__PROBLEM DETAILS__: Every line from the line containing "Target: treeline" through the final line of the data is to be printed exactly; no other line is to appear.
DATA START
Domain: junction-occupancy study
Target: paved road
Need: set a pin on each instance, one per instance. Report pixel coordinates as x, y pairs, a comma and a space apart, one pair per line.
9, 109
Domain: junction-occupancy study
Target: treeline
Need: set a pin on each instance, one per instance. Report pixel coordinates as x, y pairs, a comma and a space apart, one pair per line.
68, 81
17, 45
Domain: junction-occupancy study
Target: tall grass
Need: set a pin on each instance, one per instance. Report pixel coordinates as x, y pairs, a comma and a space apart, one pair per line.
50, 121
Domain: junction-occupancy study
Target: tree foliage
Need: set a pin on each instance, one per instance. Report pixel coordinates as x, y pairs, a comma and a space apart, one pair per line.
DATA END
__TASK RESULT__:
Target: treeline
Need: set a pin on each instance, one per instance. Report pixel coordinates as x, y pairs, a comma and a space apart, one pair per line.
68, 81
17, 45
Domain: junction-occupancy study
Target: tall grass
Need: set a pin on each instance, one per instance. Report pixel coordinates as x, y pairs, a comma and a space apart, one pair per line.
50, 121
Domain: junction-occupancy study
Target: tree foliage
Need: set a pin on each instance, one per instance. Report pixel coordinates as x, y pairs, a comma and a space apart, one pair per line.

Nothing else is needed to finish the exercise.